*Dataset rows showing where objects appear*.
++++++++++

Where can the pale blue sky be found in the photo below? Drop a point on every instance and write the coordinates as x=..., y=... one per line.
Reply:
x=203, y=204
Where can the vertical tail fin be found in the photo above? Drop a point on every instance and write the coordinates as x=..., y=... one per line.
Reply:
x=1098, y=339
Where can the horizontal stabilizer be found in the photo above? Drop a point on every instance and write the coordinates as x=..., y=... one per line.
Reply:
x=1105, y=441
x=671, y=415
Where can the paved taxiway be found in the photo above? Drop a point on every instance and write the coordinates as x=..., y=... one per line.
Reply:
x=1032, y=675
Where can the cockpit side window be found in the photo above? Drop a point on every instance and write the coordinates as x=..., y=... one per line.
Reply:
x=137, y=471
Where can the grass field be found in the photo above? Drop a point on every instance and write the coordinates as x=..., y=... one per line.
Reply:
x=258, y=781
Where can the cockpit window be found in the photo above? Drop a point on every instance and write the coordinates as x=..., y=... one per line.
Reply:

++++++++++

*EXERCISE*. Reproduce all of the data above, including each request, but multiply every coordinate in the answers by 2 and round to whole numbers, with halves rounded up.

*SOLUTION FOR THIS EXERCISE*.
Where can the pale blue sky be found in the photo below? Drop a point on every instance and write the coordinates as x=..., y=... one per line.
Reply:
x=406, y=408
Where can the vertical tail fin be found in the photo above? Drop a point on every instance and write the coordinates as x=..., y=... one per line.
Reply:
x=2196, y=678
Where can the horizontal stabilizer be found in the photo above? Drop a point on every instance and write the coordinates as x=..., y=... one per line.
Reply:
x=2210, y=882
x=1342, y=830
Where can the paved taxiway be found in the photo above? Drop a point on every instance and write the coordinates as x=..., y=... one per line.
Reply:
x=2064, y=1350
Where can the cockpit side window be found in the photo above? Drop a point on every instance and write the coordinates as x=..., y=... one per line.
Reply:
x=274, y=942
Where can the grass field be found in the photo above? Drop a point on every instance and write the coordinates as x=..., y=... one per line.
Reply:
x=516, y=1562
Where can the cockpit window be found in the photo above? Drop a point on every instance and write the coordinates as x=..., y=... one per line.
Reply:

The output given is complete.